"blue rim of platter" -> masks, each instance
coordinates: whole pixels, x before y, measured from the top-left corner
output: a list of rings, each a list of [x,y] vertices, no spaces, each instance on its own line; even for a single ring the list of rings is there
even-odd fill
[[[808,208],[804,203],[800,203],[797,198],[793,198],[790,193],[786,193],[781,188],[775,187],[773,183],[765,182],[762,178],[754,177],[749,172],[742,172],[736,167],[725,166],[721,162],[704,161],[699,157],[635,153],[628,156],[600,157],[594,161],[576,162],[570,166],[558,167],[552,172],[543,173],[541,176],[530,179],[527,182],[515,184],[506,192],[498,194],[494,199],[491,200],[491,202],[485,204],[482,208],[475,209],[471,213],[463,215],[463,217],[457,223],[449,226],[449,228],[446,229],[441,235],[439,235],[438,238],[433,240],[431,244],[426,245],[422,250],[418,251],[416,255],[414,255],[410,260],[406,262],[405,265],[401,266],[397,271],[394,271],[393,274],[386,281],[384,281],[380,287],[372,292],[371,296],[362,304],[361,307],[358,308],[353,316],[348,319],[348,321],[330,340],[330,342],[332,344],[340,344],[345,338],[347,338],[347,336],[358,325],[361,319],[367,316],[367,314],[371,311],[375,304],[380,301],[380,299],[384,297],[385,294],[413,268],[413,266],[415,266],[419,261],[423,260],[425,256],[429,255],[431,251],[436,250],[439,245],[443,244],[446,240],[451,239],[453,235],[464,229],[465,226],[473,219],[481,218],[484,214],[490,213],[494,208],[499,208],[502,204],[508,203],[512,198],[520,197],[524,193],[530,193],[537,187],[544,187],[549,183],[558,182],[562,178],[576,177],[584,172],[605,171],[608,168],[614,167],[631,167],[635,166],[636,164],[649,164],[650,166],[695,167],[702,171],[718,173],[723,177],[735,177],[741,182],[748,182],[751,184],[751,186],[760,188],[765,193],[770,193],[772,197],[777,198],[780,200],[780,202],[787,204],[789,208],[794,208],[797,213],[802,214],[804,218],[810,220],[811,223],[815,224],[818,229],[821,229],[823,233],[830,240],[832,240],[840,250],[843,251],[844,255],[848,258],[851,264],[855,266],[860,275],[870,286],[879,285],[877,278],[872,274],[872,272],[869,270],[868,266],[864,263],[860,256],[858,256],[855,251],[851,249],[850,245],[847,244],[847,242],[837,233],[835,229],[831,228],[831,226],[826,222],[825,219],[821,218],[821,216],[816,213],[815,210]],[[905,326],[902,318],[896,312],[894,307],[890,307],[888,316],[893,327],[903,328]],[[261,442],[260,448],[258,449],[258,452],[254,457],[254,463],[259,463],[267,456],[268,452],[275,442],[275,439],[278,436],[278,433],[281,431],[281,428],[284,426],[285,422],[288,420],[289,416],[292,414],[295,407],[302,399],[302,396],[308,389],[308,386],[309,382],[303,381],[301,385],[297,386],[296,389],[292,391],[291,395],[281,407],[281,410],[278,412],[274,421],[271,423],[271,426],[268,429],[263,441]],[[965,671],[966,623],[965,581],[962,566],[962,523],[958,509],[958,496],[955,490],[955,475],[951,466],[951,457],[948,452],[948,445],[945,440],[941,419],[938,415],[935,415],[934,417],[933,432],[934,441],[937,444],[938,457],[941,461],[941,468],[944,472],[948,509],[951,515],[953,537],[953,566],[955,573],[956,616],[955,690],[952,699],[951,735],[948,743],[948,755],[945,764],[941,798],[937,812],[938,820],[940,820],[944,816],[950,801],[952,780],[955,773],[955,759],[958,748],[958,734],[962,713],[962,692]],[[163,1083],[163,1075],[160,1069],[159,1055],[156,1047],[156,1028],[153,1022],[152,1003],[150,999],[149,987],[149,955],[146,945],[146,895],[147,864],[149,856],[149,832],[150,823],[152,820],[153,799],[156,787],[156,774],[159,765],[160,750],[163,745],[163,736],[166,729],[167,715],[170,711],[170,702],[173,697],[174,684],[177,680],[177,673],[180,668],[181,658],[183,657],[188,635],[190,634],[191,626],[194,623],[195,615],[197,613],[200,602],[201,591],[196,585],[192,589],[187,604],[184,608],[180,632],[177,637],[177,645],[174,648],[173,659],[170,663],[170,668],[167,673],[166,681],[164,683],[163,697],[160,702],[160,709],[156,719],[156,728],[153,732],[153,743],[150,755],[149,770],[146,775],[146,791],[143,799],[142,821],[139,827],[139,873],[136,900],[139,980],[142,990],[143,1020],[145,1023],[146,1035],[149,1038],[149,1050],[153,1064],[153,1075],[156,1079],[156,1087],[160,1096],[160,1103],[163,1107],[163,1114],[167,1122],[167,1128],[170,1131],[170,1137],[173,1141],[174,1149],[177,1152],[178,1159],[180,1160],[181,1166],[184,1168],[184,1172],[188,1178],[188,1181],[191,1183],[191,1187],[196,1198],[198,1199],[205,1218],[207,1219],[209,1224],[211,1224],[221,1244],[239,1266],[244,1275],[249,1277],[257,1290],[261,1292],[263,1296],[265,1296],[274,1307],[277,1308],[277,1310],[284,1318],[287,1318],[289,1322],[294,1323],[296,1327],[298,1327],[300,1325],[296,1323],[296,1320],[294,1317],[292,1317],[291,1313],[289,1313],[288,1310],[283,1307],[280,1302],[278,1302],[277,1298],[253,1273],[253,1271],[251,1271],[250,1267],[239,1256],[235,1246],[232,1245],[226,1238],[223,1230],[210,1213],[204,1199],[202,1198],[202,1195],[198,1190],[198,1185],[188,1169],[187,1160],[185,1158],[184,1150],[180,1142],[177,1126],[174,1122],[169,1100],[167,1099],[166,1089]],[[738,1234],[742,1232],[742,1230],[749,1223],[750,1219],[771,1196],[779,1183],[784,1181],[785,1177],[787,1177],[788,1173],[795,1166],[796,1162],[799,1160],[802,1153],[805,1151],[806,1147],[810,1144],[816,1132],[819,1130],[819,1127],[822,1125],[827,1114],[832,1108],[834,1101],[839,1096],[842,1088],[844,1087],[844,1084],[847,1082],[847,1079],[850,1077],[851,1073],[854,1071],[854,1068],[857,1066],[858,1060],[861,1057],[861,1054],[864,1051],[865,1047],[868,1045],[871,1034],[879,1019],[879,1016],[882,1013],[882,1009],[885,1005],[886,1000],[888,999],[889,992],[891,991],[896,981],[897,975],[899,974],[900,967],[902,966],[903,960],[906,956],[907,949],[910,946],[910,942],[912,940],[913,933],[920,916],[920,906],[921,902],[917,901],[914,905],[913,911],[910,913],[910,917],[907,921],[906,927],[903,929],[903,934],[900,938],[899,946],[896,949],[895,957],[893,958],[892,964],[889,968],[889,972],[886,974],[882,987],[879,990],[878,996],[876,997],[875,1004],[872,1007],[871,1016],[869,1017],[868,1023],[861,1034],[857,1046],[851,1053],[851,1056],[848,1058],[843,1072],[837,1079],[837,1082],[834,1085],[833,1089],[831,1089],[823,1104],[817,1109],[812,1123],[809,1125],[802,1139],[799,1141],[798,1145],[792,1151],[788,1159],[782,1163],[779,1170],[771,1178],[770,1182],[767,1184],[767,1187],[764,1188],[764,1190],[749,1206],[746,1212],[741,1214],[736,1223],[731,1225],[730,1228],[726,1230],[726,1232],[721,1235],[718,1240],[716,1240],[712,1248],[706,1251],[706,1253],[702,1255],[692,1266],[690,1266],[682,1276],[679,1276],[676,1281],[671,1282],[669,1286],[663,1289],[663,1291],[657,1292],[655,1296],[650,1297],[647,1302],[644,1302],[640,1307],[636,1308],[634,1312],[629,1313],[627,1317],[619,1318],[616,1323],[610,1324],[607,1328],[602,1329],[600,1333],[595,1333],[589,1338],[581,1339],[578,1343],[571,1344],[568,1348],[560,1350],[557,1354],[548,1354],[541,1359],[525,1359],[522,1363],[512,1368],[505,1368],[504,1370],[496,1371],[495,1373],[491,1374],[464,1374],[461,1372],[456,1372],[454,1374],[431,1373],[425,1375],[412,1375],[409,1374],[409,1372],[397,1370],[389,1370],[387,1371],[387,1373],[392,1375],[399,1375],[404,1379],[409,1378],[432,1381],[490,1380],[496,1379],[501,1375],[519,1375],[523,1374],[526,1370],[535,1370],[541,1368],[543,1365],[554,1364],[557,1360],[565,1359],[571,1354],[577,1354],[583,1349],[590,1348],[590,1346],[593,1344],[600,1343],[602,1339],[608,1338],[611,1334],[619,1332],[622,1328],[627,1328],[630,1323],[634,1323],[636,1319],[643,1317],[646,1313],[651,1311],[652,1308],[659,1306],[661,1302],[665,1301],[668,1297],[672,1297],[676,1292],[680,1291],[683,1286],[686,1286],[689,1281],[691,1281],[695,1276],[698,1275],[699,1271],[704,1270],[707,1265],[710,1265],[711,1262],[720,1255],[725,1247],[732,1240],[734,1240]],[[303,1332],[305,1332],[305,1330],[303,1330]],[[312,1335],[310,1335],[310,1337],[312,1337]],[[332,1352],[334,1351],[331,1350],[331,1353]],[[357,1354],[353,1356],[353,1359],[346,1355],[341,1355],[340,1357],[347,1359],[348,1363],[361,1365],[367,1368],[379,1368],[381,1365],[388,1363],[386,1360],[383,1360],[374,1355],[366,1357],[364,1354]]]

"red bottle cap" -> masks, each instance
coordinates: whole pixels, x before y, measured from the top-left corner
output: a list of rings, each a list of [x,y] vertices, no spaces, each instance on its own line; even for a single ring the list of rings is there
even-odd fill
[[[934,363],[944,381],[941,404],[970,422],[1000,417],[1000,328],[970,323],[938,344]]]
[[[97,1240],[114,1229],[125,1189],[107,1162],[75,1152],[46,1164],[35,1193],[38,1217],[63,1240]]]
- - - - -
# Task instructions:
Using the entries above, return each line that includes the word "instance".

# Output for this task:
"blue rim of platter" -> masks, each instance
output: a list of rings, each a list of [x,y] vertices, no spaces, each instance on its own line; even for a single ring the list of rings is there
"red bottle cap" -> masks, each instance
output: a list of rings, each a list of [x,y] vertices, no spaces, each instance on its own line; even for a single ring the list of rings is there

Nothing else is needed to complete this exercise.